SELECTED PASSAGE ::
=== Section Start ===

It seems inaccurate to assess the rupture risk of aneurysms only from SR of aneurysms. Some studies (29, 30) consider that AR is another parameter to predict the risk of aneurysm rupture. Weir et al. (29) shows that 88% of ruptured aneurysms had an AR > 1.6, while 56% of unruptured aneurysms had an AR ≤ 1.6. However, all IAs’ AR did not exceed the threshold value in our study. Although our research results differ from previous studies because we analyzed only three aneurysms in two cases, our results cannot deny the predictive value of AR for the risk of IA rupture. Besides, Yin et al. (31) believe that there is a U-shaped correlation between AR and the risk of aneurysm rupture, with a negative correlation range of 1.08 < AR ≤ 1.99 and a positive correlation range of 3.42 < AR ≤ 4.08. Further research with a larger sample size is needed to validate the ability of AI to assess the risk of aneurysm rupture. AR does only predict the rupture risk of IAs from the shape of the aneurysm itself, ignoring the impact of the parent artery on the aneurysm rupture. Further research with a larger sample size is needed to validate the ability of AR to assess the risk of aneurysm rupture.
The positional relationship between the parent artery and the aneurysm can often be reflected by θF and θA. The growth direction and the thin-wall regions of an aneurysm can be inferred by θF and θA, which affect the changes of aneurysms, and assess the risk of aneurysm rupture. At present, there are not many analytical studies on θF and θA, and different studies on the correlation between aneurysm rupture and θF and θA have not maintained a consistent view (21, 32, 33). According to the analysis of this study, after the rupture of the aneurysm in case 2, θF and θA were greater than the threshold value of the rupture risk. While in case 1, the ruptured aneurysm’s θA was less than the threshold value of the rupture risk. Our results are different from those of Zheng et al. (33) and Dhar et al. (20). The research results of Bahagoglu et al. (21) inclined that θF is an important indicator to judge the rupture risk of an aneurysm, which is more consistent with our research results. θF and θA, as morphological parameters, have been studied relatively few so far. Their effects on the growth pattern and the role on the rupture risk prediction of IAs remain controversial and have great potential research value.
As we all know, EI, UI, and NSI are commonly used to describe the shape characteristics of IAs. The previous studies (19, 34) have shown that ruptured aneurysms have characteristics of high UI, EI, and NSI. The analysis results of the 3 aneurysms in this paper were very consistent with previous studies. The UI, EI, and NSI of ruptured and unruptured aneurysms were significantly different. Particularly in case 2, the UI, EI, and NSI of the aneurysm were significantly increased, and the UI even exceeded the threshold value of the rupture risk. Therefore, it is reasonable to assume that UI, NSI, and EI have a high predictive value for the rupture risk of IAs.

=== Section End ===

DATA SHOWN ::
=== Section Start ===

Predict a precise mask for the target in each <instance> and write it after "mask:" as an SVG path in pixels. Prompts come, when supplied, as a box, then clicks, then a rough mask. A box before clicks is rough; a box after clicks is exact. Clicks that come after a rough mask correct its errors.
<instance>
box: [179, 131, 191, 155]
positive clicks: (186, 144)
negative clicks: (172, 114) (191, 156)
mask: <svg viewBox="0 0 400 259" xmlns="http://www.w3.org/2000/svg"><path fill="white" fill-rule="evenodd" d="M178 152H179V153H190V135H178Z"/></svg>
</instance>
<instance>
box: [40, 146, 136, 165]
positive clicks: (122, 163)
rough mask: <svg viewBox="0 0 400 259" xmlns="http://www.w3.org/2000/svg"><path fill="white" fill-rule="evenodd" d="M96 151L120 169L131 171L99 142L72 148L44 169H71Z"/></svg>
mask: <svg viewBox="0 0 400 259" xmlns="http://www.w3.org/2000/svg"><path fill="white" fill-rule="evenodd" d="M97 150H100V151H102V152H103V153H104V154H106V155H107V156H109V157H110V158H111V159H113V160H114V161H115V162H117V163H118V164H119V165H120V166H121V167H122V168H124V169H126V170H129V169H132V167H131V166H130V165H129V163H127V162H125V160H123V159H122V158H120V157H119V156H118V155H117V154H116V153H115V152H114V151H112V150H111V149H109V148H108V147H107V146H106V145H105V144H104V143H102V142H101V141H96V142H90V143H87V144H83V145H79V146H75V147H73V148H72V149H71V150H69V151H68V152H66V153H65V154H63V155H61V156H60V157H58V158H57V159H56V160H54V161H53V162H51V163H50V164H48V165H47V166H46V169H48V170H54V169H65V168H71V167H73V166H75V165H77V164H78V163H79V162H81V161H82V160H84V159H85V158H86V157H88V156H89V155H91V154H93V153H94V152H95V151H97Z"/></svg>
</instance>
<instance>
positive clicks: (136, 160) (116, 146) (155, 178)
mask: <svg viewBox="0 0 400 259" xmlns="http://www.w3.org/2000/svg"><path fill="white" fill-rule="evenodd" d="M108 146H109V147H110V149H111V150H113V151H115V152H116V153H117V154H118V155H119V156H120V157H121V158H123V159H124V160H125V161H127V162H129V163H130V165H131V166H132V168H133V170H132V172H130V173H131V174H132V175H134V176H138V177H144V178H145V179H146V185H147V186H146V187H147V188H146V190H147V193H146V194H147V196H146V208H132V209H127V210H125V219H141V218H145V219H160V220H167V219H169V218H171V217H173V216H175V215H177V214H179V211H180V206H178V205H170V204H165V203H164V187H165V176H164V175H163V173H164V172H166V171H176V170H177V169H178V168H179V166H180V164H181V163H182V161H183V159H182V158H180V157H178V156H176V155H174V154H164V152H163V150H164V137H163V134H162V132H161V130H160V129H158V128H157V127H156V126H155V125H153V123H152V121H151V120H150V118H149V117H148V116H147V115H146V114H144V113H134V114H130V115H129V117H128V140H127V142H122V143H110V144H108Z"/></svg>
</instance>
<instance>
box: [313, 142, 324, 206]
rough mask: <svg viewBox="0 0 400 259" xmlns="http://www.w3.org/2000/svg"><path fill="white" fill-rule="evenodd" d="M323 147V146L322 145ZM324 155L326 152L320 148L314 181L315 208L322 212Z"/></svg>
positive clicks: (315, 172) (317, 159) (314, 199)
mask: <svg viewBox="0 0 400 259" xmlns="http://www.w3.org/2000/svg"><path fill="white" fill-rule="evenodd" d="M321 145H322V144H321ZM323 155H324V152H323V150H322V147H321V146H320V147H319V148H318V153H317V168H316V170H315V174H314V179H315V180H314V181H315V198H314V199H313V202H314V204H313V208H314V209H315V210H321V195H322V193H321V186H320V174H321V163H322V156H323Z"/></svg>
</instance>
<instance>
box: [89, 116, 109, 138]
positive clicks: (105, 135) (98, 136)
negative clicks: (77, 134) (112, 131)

=== Section End ===

TASK A ::
In the aneurysm passage, what percentage of ruptured aneurysms had an AR greater than 1.6 according to Weir et al.?
TASK B ::
Proceed with the passage on aneurysm rupture risk, picking up right after its final sentence.
The entries were taken from a different source than the aneurysm passage.

TASK RESPONSE A ::
88%

TASK RESPONSE B ::
4.2 WSS, OSI, and RRT
In the last 10 years, an increasing number of studies have recognized that hemodynamic changes in aneurysms are greatly related to the rupture of IAs, and studies based on CFD analysis of aneurysm hemodynamics are also very extensive (13, 19, 20, 35–44). WSS is one of the most studied hemodynamic parameters in recent years. But different studies hold different views on the specific role of WSS in predicting the rupture risk of IAs, so many scholars still doubt the effectiveness of WSS in predicting the rupture risk of IAs. There are two claims regarding the effect of WSS on aneurysm growth and rupture. (1) High WSS (35–37) is closely associated with aneurysm rupture because high WSS on the aneurysmal wall stimulates abnormal remodeling of endothelial cells, leading to aneurysm growth and ultimately aneurysm rupture. (2) Low WSS (13, 19, 37–41) is related with aneurysm rupture because low WSS on the aneurysm wall disrupts the aneurysmal rupture by provoking an inflammatory response that prompts endothelial cell degeneration. They speculated that high WSS and low WSS may, respectively, play different mechanisms in different stages of aneurysm initiation and progression. In order to make the comparison more referential, we use the NWSS value obtained by normalizing WSS via the parent artery. From the results of the aneurysm analysis of the two cases in this study, it can be seen that the ruptured aneurysm of case 1 had slightly higher NWSS than the unruptured aneurysm before rupture. Unfortunately, we did not have the image of this case after the rupture to conduct hemodynamic analysis. However, in case 2, NWSS was significantly lower after the aneurysm rupture. It is evident that the rupture of the aneurysms in these two cases seems to be influenced by high and low NWWS, respectively. in our opinion, limited by case screening and image acquisition, investigators focusing more on the appearance of reduced WSS after aneurysm rupture, but ignoring the dynamic changes of WSS throughout the growth of aneurysms.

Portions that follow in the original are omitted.